**Fragmento seleccionado**
Cuando este Gobierno dice la verdad es por descuido. Le ha ocurrido al ministro José Luis Escrivá cuando explicaba en televisión lo que les espera a los pensionistas del “baby boom”, es decir, elegir entre más tiempo de trabajo o menos pensión. Tanto es así que, abrumado por las consecuencias de su sinceridad, el ministro de Seguridad Social no tardó en reintegrarse a la disciplina gubernamental alegando que cuando hizo esas declaraciones no había tenido su “mejor día”. Hasta tal punto este Gobierno ha interiorizado esa simulación permanente con la que actúa, que alguien como Escrivá, un economista cuya trayectoria le separaba de la insolvencia y las trapacerías del sanchismo, confiesa que el día que dice la verdad es un mal día para él.

Entradas de datos recopiladas
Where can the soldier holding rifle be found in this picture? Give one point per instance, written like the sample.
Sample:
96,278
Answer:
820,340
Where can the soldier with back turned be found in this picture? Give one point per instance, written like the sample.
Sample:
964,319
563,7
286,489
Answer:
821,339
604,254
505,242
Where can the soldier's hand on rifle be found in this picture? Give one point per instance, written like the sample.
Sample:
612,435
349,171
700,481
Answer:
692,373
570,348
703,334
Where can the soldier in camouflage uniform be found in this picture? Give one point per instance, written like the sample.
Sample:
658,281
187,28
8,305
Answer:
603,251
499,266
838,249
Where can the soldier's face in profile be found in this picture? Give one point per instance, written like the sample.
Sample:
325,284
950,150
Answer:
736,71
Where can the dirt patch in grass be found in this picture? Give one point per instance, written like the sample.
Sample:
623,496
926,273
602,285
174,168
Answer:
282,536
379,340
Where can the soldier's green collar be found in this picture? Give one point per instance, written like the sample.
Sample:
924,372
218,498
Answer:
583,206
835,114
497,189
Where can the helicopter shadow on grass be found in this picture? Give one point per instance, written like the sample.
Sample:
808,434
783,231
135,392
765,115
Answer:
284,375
==
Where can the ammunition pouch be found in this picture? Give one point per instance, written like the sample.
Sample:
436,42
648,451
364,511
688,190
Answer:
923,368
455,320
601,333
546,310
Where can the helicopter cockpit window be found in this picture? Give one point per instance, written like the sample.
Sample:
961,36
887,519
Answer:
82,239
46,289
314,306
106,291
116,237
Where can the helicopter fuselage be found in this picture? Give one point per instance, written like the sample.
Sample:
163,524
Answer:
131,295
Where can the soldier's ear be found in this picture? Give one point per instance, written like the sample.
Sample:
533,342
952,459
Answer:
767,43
...
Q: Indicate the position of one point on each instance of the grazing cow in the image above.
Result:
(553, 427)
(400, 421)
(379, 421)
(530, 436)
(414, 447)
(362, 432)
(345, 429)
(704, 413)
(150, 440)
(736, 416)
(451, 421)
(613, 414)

**Explora el material**
a) Responde a estas preguntas sobre el fragmento sobre Escrivá:
(i) ¿Qué cargo ocupa José Luis Escrivá?
(ii) ¿En qué medio hizo sus declaraciones?
(iii) ¿Entre qué dos opciones tendrán que elegir los pensionistas del «baby boom»?
b) Indica si cada afirmación coincide con el fragmento sobre Escrivá y cita las palabras que lo deciden:
(i) Escrivá hizo sus explicaciones en la radio.
(ii) Escrivá alegó que no había tenido su mejor día.
(iii) Escrivá es economista.
c) Según el fragmento sobre Escrivá, ¿por qué el ministro no tardó en reintegrarse a la disciplina gubernamental?

**Respuestas**
a)
(i) Es ministro de Seguridad Social.
(ii) Las hizo en televisión.
(iii) Tendrán que elegir entre más tiempo de trabajo o menos pensión.

b)
(i) No: «cuando explicaba en televisión».
(ii) Sí: «alegando que cuando hizo esas declaraciones no había tenido su “mejor día”».
(iii) Sí: «un economista cuya trayectoria le separaba de la insolvencia y las trapacerías del sanchismo».

c) Se reintegró porque estaba abrumado por las consecuencias de su sinceridad. Había explicado en televisión que los pensionistas del «baby boom» tendrán que elegir entre más tiempo de trabajo o menos pensión.